Every line from the line containing "Coaching analytics dashboard: we need every front bumper" through the final line below is to be repeated exactly; no other line is.

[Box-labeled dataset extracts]

# # # # # # #

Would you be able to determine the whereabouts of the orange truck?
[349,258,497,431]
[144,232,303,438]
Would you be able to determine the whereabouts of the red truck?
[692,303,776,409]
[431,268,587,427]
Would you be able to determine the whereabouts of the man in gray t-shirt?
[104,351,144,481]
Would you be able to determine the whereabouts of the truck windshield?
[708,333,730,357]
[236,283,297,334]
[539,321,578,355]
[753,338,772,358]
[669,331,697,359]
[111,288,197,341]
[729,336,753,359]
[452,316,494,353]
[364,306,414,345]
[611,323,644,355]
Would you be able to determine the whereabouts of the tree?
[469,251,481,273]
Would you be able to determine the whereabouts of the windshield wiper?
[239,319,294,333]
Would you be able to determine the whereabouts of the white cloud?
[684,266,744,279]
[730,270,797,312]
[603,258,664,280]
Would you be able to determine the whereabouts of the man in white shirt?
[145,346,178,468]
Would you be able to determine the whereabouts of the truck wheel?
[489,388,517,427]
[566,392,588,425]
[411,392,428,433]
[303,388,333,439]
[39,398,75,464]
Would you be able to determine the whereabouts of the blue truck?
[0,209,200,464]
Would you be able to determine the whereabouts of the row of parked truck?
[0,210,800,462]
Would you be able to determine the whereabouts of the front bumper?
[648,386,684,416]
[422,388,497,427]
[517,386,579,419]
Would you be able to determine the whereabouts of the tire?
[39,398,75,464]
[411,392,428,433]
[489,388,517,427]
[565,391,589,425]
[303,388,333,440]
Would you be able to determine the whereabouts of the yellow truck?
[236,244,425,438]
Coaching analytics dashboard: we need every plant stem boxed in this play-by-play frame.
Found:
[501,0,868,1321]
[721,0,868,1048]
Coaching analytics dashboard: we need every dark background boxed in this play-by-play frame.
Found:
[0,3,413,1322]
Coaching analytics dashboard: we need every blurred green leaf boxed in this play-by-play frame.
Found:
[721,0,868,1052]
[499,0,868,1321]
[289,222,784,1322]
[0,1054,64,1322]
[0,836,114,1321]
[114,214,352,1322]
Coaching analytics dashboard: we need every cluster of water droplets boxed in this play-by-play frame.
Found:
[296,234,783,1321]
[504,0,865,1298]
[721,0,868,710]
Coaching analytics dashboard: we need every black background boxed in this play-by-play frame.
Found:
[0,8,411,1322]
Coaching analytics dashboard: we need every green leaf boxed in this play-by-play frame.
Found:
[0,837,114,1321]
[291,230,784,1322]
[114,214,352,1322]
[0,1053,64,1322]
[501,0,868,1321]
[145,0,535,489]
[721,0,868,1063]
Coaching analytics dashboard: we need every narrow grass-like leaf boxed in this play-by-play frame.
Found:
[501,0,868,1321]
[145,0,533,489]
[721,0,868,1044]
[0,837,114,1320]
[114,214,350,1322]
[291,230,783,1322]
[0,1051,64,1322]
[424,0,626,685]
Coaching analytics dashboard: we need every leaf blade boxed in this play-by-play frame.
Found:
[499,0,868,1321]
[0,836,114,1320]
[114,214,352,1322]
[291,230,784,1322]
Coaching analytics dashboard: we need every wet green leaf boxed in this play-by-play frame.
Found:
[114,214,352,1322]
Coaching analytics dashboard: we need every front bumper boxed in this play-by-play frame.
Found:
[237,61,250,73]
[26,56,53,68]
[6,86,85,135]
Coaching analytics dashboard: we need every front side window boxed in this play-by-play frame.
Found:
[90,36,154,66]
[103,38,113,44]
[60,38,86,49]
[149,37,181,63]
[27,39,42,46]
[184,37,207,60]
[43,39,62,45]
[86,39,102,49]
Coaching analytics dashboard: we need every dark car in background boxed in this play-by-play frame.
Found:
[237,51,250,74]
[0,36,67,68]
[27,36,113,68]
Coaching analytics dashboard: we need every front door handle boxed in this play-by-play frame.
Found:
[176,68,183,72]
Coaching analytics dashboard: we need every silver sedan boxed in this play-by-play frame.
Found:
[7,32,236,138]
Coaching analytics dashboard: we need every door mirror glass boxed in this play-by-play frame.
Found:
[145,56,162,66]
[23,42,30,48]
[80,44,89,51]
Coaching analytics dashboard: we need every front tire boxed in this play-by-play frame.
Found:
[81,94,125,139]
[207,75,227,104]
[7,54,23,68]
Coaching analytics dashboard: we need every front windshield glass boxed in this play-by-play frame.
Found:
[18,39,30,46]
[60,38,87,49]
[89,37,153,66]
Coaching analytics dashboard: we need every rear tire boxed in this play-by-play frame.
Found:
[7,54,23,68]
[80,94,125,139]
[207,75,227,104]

# # # # # # #

• _Written response_:
Coaching analytics dashboard: we need every front bumper boxed in this play-by-play frame.
Found:
[237,61,250,73]
[26,56,53,68]
[6,86,85,135]
Coaching analytics dashboard: we need every front side window boxed in this play-by-play frame.
Found:
[90,36,154,66]
[103,38,113,44]
[60,38,86,49]
[149,37,181,63]
[27,39,42,46]
[184,37,207,60]
[43,39,62,45]
[86,39,102,49]
Coaching analytics dashboard: we need every dark car in background boxed in this play-by-play frame.
Found:
[237,51,250,74]
[0,36,67,68]
[27,36,113,68]
Coaching analytics dashboard: we need every front door handle boxed in this play-by-play frame.
Found:
[176,68,183,72]
Coaching analytics dashboard: we need every silver sedan boxed in this play-by-play frame.
Found:
[7,32,236,138]
Coaching analytics dashboard: we need every door mirror glass boxed in this play-by-play frame.
Found:
[145,56,162,66]
[23,42,30,48]
[80,44,89,51]
Coaching analytics dashboard: we need every front tire boxed in this play-by-play frame.
Found:
[81,94,125,139]
[207,75,227,104]
[7,54,23,68]
Coaching analytics dashboard: we need every front windshield glass boxed in this play-by-play frame.
Found:
[18,39,30,46]
[60,38,87,49]
[89,37,153,66]
Coaching analytics dashboard: we need every rear tire boxed in this play-by-play frame.
Found:
[7,54,23,68]
[80,94,125,139]
[207,75,227,104]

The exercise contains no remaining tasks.